**** READING TEXT ****
Mao Tse-Tung and His China – Review

by: Marrin, Albert

Publisher: Viking – Penguin Group

Copyright: 1989

Cover: Viqui Maggio

Type: Softcover

reviewed by: Lynard Barnes 11/5/1996

Summary: Recommended.

You can pickup a couple of things by reading this book.

First and farmost, you might get to appreciate why historians love history. There is no such thing as truth in history, only perspective. Albert Marrin’s Mao Tse-Tung and His China has managed a balanced perspective on the three competing forces at work in China during and after the communist revolution. The warlords, the communist and the nationalist–all vying for the hearts and minds of the Chinese people–or if not their hearts, merely their submission.

Second, you might get some idea as to why the Communist Chinese are so agitated by any hint that the Republic of China based in Tiawan is in any way legitimate. The volatil relationship between the two continues to make headlines as mainland China plans takeover of Hong Kong in 1997. Tiwain has come a little to late to democracy for the world to howl in protest whatever mainland China decides to do to regain the island. It’s coming. The only question is when.

Finally, if your historical perspective is similar to that of this reviewer, you might get a glimpse of that gossamer golden thread weaved in the French Revolution, beginning to fray in the Communist and Nazi revolutions early in this century and is just now beginning to lose its tinsel strength. Bosina and its three factions may be the last filaments in this thread but events are blowing those filaments ever so closely to the flames of war. We have yet to witness the final “nationalistic” war to be waged based on the tenets of the French Revolution.

Winning Hearts

In a brief section of Mao Tse-Tung and His China, Marrin describes the Reds (Communist Chinese) arriving in Szechuan (“Four Rivers”) Province during the Long March and having to transgress Lololand. The Long March of 6,000 miles lasted a year, from October 1934 to October 1935, starting with 87,000 communist troops heading northwest and ending with 4,000 arriving in Shensi Province. The Lolo, or Vi peoples, had an unabiding hatred for the Chinese and were fierce warriors. Red troops freed Lolo warriors and some of their chiefs being held in Kuomintang (warlord-nationalist forces) prisons in the surrounding area. “Mao fed them, treated them as human beings, and sent them home with gifts” , writes Marrin. It was just one of many instances in which the Reds broke with expected behavior to win “the hearts and minds” of the people of China.
**** INPUT DATA ****
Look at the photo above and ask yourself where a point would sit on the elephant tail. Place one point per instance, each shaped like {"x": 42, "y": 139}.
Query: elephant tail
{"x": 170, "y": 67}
****
TASK ITEM A:
Using the book review, say whether each statement agrees with it. Answer yes or no for each, and quote the words of the review that decide it.
(i) The Long March lasted a year.
(ii) The reviewer finds that Marrin's book favors the nationalists over the other forces.
(iii) The Long March began with 4,000 communist troops.
TASK ITEM B: According to the book review, what did Mao do for the Lolo warriors whom the Red troops freed?
TASK ITEM C: Carry on the book review about Mao Tse-Tung and His China from the point where it stops.

EXERCISE RESULT A:
(i) Yes: "The Long March of 6,000 miles lasted a year, from October 1934 to October 1935"
(ii) No: "has managed a balanced perspective on the three competing forces at work in China"
(iii) No: "starting with 87,000 communist troops heading northwest and ending with 4,000 arriving in Shensi Province"

EXERCISE RESULT B: He fed them, treated them as human beings, and sent them home with gifts.

EXERCISE RESULT C:
Marrin’s treatment of the Szechuan Province incident and other seemingly surreal events occurring during the Long March makes very entertaining and exciting reading. Lifted out of its historical context, it would make an incredible “Raiders of the….” type movie.

Some would call Marrin’s work history with a small “h”, and indeed it just may be. But it is informative history without the pedantics of the scientific “attitude” that subscribes to the belief that we can look into the past and discover truth. It is all perspective. Marrin comes across in this work having the perspective of the explorer–discovering one-quarter of the earth’s population as it were.

In a sense Mao Tse-Tung and His China is meant for those who think of China as some big, monolithic blob of humanity we blithely think of as the land of the Chinese. It may be the land of the Chinese but it is not a monolith and there are many cultural and societal forces at work. China has always played a significant role in world culture and history. What distinguishes China from other nations of the world is that China has a three-thousand-year plus history as an authoritarian dictatorship–emperors, warlords and, the latest crop, communists.

As China goes, so goes the world. Remember, you read it here first.